Short exercise: Report every line of the items below that contains the word "white", copying each such line in full. Case counts, so a line qualifies only if the word appears with exactly that capitalization.
┌─ Material shown
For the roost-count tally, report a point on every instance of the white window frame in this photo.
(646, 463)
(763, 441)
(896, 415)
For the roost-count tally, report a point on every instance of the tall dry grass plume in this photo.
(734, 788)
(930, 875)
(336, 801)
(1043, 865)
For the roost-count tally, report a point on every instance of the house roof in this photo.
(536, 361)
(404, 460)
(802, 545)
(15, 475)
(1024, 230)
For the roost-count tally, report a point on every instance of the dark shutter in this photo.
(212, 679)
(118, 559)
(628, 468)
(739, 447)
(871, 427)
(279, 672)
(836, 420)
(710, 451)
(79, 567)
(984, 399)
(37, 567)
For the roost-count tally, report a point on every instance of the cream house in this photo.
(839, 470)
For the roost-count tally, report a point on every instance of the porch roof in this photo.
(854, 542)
└─
┌─ Material shown
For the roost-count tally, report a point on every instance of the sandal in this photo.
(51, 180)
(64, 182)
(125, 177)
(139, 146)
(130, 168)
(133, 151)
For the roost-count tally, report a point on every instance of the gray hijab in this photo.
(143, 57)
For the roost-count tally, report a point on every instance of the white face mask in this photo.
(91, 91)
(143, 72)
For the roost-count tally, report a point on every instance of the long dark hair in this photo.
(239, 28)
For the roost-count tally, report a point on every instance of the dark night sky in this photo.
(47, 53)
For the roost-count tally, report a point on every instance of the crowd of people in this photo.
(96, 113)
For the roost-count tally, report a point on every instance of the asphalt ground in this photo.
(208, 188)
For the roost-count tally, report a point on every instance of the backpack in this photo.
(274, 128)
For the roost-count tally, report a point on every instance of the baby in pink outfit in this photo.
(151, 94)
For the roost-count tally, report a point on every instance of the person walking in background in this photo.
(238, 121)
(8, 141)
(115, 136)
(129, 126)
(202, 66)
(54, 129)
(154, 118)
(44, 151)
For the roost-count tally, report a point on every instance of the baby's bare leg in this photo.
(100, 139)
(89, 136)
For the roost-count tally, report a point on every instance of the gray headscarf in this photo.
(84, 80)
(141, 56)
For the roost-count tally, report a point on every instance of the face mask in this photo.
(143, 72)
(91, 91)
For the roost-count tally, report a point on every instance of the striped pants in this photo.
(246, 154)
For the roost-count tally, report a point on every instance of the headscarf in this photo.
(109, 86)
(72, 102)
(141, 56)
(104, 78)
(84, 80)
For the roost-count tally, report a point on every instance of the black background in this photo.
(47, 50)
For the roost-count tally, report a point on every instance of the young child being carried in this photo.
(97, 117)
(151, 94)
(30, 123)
└─
Solution:
For the roost-count tally, report a point on every instance of the white window frame in this photo.
For the roost-count tally, report a point on every instance of the white face mask in this photo.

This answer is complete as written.